(Given records begins)

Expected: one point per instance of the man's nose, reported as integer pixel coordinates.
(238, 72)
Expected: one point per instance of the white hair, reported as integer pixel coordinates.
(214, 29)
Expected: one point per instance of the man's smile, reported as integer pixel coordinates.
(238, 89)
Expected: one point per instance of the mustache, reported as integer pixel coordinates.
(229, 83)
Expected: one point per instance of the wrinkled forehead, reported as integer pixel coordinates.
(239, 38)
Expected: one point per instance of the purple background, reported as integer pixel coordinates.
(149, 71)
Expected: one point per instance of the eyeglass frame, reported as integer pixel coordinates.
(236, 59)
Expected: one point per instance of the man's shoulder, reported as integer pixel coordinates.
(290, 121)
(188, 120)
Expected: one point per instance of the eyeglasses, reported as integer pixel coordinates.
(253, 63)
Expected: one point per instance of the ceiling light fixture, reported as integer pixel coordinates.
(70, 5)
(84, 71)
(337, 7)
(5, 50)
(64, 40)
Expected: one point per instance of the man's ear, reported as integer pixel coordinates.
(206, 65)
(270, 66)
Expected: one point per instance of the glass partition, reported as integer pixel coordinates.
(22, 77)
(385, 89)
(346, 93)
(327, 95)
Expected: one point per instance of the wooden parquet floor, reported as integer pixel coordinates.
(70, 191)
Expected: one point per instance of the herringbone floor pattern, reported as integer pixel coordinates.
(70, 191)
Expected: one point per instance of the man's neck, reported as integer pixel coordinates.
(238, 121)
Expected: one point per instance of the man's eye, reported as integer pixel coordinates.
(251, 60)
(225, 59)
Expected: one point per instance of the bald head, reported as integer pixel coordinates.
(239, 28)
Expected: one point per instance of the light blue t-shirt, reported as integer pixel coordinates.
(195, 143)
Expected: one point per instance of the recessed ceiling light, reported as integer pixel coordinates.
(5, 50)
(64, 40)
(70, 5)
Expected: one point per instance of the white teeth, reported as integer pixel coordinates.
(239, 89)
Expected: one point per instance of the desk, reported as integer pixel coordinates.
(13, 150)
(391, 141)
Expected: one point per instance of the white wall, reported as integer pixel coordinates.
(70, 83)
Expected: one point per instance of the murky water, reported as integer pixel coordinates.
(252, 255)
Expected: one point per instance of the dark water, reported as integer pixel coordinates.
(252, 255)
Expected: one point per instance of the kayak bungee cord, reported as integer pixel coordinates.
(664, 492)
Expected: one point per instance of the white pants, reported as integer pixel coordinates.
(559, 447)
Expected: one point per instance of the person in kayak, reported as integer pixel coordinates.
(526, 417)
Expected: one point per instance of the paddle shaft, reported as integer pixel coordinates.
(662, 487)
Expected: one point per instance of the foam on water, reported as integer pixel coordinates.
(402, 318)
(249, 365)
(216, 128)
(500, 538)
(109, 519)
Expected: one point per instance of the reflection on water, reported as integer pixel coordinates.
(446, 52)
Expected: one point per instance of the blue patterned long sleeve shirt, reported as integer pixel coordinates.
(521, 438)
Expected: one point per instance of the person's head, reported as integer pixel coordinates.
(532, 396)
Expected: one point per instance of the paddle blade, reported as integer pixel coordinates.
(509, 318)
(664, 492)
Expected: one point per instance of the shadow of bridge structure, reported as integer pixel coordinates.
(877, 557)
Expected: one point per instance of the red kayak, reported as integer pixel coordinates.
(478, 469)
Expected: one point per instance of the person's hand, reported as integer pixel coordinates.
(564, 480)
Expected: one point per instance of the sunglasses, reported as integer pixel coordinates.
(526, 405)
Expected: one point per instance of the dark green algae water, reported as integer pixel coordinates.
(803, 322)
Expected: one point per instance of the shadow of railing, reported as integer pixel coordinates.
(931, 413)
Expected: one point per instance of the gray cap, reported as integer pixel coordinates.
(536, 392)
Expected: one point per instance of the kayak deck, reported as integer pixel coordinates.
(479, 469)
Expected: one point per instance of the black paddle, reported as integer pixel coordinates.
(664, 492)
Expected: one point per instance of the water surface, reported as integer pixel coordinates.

(Given records ends)

#### What is being asked
Write out the data above once more, exactly as it stands.

#### Worked solution
Expected: one point per instance of the man's nose, reported as integer pixel coordinates.
(238, 72)
Expected: one point per instance of the white hair, reported as integer pixel coordinates.
(214, 29)
Expected: one point per instance of the man's smile, reported as integer pixel coordinates.
(238, 89)
Expected: one point per instance of the mustache, reported as integer pixel coordinates.
(229, 83)
Expected: one point per instance of the wrinkled forehead, reported as integer pixel coordinates.
(239, 38)
Expected: one point per instance of the purple background, reported as integer pixel coordinates.
(149, 71)
Expected: one point per instance of the eyeglass frame, reported as integer pixel coordinates.
(236, 59)
Expected: one point per instance of the man's shoulder, reported as integer pixel coordinates.
(290, 121)
(188, 120)
Expected: one point per instance of the eyeglasses, reported as integer pixel coordinates.
(253, 63)
Expected: one point per instance of the ceiling light fixture, reported as integer pixel coordinates.
(70, 5)
(84, 71)
(337, 7)
(5, 50)
(64, 40)
Expected: one point per instance of the man's ear, reported as integer pixel coordinates.
(206, 65)
(270, 66)
Expected: one point per instance of the glass partition, reported as integer pixel coordinates.
(22, 77)
(385, 89)
(346, 93)
(327, 95)
Expected: one point per instance of the wooden parquet floor, reported as integer pixel coordinates.
(70, 191)
Expected: one point per instance of the herringbone floor pattern, reported as integer pixel coordinates.
(70, 191)
Expected: one point per instance of the man's neck, reported as integer pixel coordinates.
(238, 121)
Expected: one point per instance of the man's eye, reported as integer pixel coordinates.
(251, 60)
(225, 59)
Expected: one point per instance of the bald head, reported as integer pixel coordinates.
(239, 28)
Expected: one point per instance of the light blue t-shirt, reported as integer pixel coordinates.
(195, 143)
Expected: one point per instance of the recessed ceiling light, reported as integer pixel coordinates.
(5, 50)
(64, 40)
(70, 5)
Expected: one point per instance of the white teeth, reported as integer pixel coordinates.
(239, 89)
Expected: one point per instance of the desk, reported as integer pixel coordinates.
(13, 150)
(391, 141)
Expected: one point per instance of the white wall, reported as integer pixel coordinates.
(70, 83)
Expected: one point per instance of the murky water, reported as integer pixel coordinates.
(252, 255)
Expected: one point per instance of the dark water, reported as integer pixel coordinates.
(252, 255)
Expected: one point per instance of the kayak bungee cord, reported as integer pixel coordinates.
(664, 492)
Expected: one point per instance of the white pants, reported as integer pixel coordinates.
(559, 447)
Expected: one point per instance of the person in kayak, reported as integer pixel coordinates.
(526, 417)
Expected: one point per instance of the paddle shaft, reported as integer pixel coordinates.
(662, 487)
Expected: one point per instance of the foam on water, reported as integer pixel coordinates.
(402, 318)
(249, 365)
(216, 128)
(500, 538)
(109, 519)
Expected: one point per instance of the reflection on water, reported as integer pixel coordinates.
(446, 52)
Expected: one point per instance of the blue patterned long sleeve shirt, reported as integer pixel coordinates.
(521, 438)
Expected: one point per instance of the person's head, reported as integer pixel coordinates.
(532, 396)
Expected: one point per instance of the paddle blade, reported as integer pixel coordinates.
(509, 318)
(664, 492)
Expected: one point per instance of the shadow of bridge structure, reported as integer pixel coordinates.
(877, 557)
Expected: one point per instance of the red kayak, reported as integer pixel coordinates.
(478, 469)
Expected: one point per instance of the person's hand, reported as integer pixel coordinates.
(564, 480)
Expected: one point per instance of the sunglasses, reported as integer pixel coordinates.
(526, 405)
Expected: one point per instance of the dark green algae water, reported as integer pixel coordinates.
(803, 322)
Expected: one point per instance of the shadow of railing, reported as integer pixel coordinates.
(931, 413)
Expected: one point per instance of the gray cap, reported as integer pixel coordinates.
(536, 392)
Expected: one point per instance of the kayak deck, reported as integer pixel coordinates.
(479, 469)
Expected: one point per instance of the black paddle, reported as integer pixel coordinates.
(664, 492)
Expected: one point per instance of the water surface, reported as integer pixel coordinates.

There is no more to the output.